EXTRACTED TEXT Start Marker

“I feel like if I don’t use my voice, I’d be missing out in life.”
This is something that I never thought I’d say. Growing up, I never used my voice. My “voice” was everyone speaking for me. First, it was my brother speaking for me to our parents, then it was my mom speaking for me to teachers. I was a very shy child and didn’t speak much to other children either. I was usually called stuck up or snobby, because I would just observe and not speak. As time went on and I went off to college, my voice started to speak through my body. For five years I struggled with an eating disorder. When I was diagnosed with my eating disorder at 20, I was also diagnosed with anxiety and social anxiety. Every time I would get more anxious, instead of using my voice, I would just use my body to express the uncomfortableness I felt.

EXTRACTED TEXT End Marker

■ YOUR TASK ■
Please copy the personal story between "This is something" and "uncomfortableness I felt.", inclusive, changing every "eating disorder" to "illness".

RECORD SET Start Marker

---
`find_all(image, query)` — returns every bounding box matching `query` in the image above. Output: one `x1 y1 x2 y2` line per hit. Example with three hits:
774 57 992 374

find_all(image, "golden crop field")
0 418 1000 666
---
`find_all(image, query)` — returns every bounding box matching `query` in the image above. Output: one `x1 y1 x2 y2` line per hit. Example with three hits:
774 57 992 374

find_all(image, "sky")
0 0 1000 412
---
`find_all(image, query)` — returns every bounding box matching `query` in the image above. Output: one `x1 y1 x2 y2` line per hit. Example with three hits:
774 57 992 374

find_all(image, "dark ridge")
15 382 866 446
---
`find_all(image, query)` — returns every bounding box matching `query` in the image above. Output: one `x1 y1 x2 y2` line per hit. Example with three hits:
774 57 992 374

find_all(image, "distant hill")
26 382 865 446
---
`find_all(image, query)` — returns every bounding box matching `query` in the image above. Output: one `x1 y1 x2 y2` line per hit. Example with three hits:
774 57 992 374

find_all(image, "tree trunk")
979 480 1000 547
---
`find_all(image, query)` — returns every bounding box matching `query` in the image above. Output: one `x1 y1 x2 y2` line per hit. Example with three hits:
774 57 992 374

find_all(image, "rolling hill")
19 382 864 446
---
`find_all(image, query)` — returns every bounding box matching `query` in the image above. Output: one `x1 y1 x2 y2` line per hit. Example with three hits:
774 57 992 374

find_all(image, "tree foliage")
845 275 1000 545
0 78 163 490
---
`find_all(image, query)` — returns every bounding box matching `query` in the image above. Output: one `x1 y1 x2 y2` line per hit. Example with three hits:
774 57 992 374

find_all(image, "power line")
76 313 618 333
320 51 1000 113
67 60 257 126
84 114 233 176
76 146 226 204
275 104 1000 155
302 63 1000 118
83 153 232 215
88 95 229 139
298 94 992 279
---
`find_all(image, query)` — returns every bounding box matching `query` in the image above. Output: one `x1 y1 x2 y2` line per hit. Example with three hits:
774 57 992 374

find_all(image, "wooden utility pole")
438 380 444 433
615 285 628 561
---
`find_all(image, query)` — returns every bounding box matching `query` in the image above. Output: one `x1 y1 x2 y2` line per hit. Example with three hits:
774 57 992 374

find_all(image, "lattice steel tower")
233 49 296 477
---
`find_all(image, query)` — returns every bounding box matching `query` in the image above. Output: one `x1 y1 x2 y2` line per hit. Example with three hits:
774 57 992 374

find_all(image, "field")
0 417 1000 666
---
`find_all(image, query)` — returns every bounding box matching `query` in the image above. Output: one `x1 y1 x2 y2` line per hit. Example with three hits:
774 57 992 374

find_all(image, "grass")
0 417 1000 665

RECORD SET End Marker
RECORD SET Start Marker

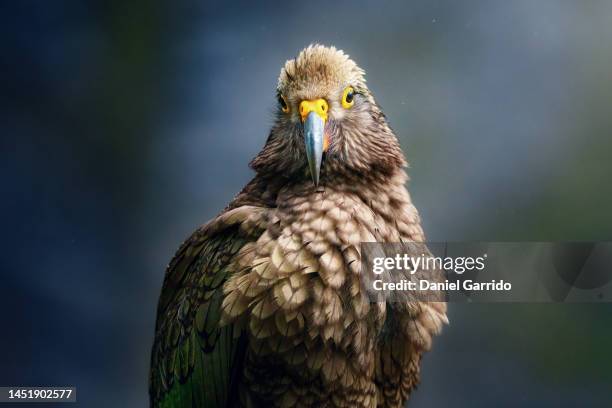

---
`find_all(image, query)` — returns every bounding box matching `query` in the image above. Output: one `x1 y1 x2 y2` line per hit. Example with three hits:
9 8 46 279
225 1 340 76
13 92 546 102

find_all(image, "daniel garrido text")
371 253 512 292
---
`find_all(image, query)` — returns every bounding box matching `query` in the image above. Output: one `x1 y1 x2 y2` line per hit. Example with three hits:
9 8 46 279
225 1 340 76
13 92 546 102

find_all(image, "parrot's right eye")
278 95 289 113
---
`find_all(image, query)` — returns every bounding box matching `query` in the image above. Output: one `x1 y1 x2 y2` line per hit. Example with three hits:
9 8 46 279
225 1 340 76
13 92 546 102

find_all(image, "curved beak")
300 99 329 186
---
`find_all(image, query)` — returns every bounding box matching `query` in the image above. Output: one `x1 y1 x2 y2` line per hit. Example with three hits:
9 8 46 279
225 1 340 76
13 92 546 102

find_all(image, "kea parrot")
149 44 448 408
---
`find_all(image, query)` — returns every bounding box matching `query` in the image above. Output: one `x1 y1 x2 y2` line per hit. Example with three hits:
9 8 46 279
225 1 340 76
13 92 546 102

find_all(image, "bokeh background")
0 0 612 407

RECORD SET End Marker

■ OUTPUT FOR THIS EXERCISE ■
This is something that I never thought I’d say. Growing up, I never used my voice. My “voice” was everyone speaking for me. First, it was my brother speaking for me to our parents, then it was my mom speaking for me to teachers. I was a very shy child and didn’t speak much to other children either. I was usually called stuck up or snobby, because I would just observe and not speak. As time went on and I went off to college, my voice started to speak through my body. For five years I struggled with an illness. When I was diagnosed with my illness at 20, I was also diagnosed with anxiety and social anxiety. Every time I would get more anxious, instead of using my voice, I would just use my body to express the uncomfortableness I felt.